Passage shown:
Start of Block
Incubation Center and Nursery

For many years we have alternated periods in which we promote natural incubation with periods in which we collect the eggs and proceed to their artificial incubation in our DISRUPTIVE incubators. Artificial incubation allows us to increase the productivity of the breeding center both by stimulating a replacement clutch and by increasing final viability of the fertile eggs. On the other hand, it is also advisable to limit the number of clutches per year and boost the breeding behaviours of the progenitors, allowing them to raise the chicks themselves. To date, more than two thousand chicks have been born in our incubators.

This intense activity in terms of artificial incubation and hand-rearing from day one, has allowed us to develop and standardize protocols, techniques, instruments and specific foods that allow us to obtain very high hatching and chick viability ratios. Our usual hatching rates for fertile eggs are always above 95 %; the viability of hatched chicks is practically 100%.

To incubate artificially means having to raise newborn chicks, with specific food and environmental needs and with little margin for error. The first days are of vital importance for the babies: their strength, viability and later development depend on the correct growth start.


The PCR determinations and the corresponding veterinary review allow us to guarantee that the young African grey parrot is completely healthy when it leaves our facilities.

Thermal comfort

During their stay in the first-age nursery it is essential the correct temperature management. We use brooders and thermoregulated shelves designed by us that allow us to provide maximum comfort to the chicks.

Logically we use the foods we have developed and perfected over the years. Initially and until 7 days old we feed them our Psittacine Crop Milk, then, until the 20-25 days old we continue with the Neonatal Hand Feeding and then, until weaning, we feed them the High Energy Hand Feeding. When the progenitors carry out the entire incubation process themselves, we extract the babies from the nest when they are around 10-12 days old.

Babies remain in the neonatal area until approximately 30 days old, at which time they are transferred to the shelves room, where little by little they are being integrated into our environmental enrichment and socialization program. It is also in this phase when we introduce them to solid food: Omega complete food, fruit and vegetables.
Once they start taking their first flights, the young African greys are moved to the flying pens room, where they can exercise their motor skills.

Although the birds at our centre are disease-free, a blood sample is taken from each of the babies to test it and certify that they are free of psittacosis and PBFD (psittacine beak and feather disease). This same blood sample is also used for DNA sexing.

Parrots usually remain in the nursery until they are sold at the age of 3 or 4 months. At that moment the chicks have already been initiated into basic training.
End of Block
Dataset records:
Start of Block
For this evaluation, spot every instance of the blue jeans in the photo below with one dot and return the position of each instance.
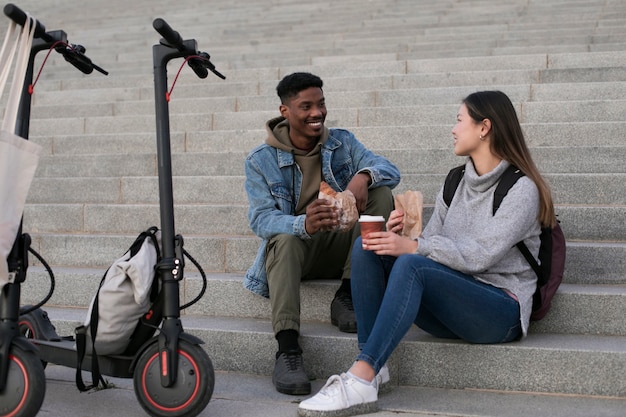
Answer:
(390, 294)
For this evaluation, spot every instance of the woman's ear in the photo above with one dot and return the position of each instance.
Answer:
(485, 127)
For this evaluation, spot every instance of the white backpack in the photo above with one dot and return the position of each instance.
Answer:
(126, 293)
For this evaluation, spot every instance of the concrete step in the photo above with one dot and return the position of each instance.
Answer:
(239, 394)
(550, 160)
(592, 309)
(582, 189)
(546, 363)
(204, 119)
(590, 222)
(599, 134)
(112, 106)
(587, 262)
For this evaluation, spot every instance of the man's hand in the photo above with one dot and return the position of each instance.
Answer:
(359, 186)
(321, 216)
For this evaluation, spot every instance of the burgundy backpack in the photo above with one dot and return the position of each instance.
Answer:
(551, 263)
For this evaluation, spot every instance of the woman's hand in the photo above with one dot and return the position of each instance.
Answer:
(389, 243)
(395, 223)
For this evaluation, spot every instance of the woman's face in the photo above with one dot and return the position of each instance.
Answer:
(466, 133)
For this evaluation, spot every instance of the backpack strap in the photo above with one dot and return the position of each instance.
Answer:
(452, 183)
(507, 180)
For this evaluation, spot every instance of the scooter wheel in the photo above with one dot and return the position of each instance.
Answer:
(27, 329)
(192, 390)
(25, 387)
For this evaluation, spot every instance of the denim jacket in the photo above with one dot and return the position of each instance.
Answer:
(273, 184)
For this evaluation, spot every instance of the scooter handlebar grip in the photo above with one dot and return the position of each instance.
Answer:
(170, 35)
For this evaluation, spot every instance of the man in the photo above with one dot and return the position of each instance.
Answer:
(299, 234)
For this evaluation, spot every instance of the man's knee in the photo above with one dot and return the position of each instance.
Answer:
(379, 202)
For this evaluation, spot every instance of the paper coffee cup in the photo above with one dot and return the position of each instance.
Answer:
(371, 224)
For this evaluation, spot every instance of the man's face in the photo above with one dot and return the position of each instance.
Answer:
(306, 113)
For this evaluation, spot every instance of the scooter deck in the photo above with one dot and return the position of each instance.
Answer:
(63, 352)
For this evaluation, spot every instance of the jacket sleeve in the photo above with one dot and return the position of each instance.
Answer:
(382, 171)
(265, 216)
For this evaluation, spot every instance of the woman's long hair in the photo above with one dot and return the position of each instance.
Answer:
(507, 142)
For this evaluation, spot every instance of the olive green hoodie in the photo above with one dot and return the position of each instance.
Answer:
(310, 163)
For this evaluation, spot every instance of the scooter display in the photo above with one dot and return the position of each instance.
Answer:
(172, 374)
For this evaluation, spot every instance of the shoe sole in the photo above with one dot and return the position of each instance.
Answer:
(344, 327)
(304, 389)
(355, 410)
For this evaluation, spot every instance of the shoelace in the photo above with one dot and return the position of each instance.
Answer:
(293, 361)
(334, 384)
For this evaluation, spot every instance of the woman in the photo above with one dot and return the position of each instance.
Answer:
(463, 278)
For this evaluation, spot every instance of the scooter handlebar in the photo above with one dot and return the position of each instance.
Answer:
(170, 35)
(18, 16)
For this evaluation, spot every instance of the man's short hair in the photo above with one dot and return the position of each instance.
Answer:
(292, 84)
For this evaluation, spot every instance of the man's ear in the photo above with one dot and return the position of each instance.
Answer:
(284, 111)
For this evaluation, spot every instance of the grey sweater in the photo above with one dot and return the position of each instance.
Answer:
(468, 238)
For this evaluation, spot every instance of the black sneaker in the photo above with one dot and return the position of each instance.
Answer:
End of Block
Exercise A: Transcribe the portion of the nursery text between "Once they start" and "into basic training.", inclusive.
Exercise B: According to the nursery text, at about what age are the babies taken from the nest when the progenitors carry out the entire incubation process themselves?
Exercise C: Name every food that the nursery text says the chicks are given from hatching through their introduction to solid food.
Rely only on the nursery text for everything that is asked here.

Solution A:
Once they start taking their first flights, the young African greys are moved to the flying pens room, where they can exercise their motor skills.

Although the birds at our centre are disease-free, a blood sample is taken from each of the babies to test it and certify that they are free of psittacosis and PBFD (psittacine beak and feather disease). This same blood sample is also used for DNA sexing.

Parrots usually remain in the nursery until they are sold at the age of 3 or 4 months. At that moment the chicks have already been initiated into basic training.

Solution B: Around 10-12 days old.

Solution C: Psittacine Crop Milk, Neonatal Hand Feeding, High Energy Hand Feeding, Omega complete food, fruit, and vegetables.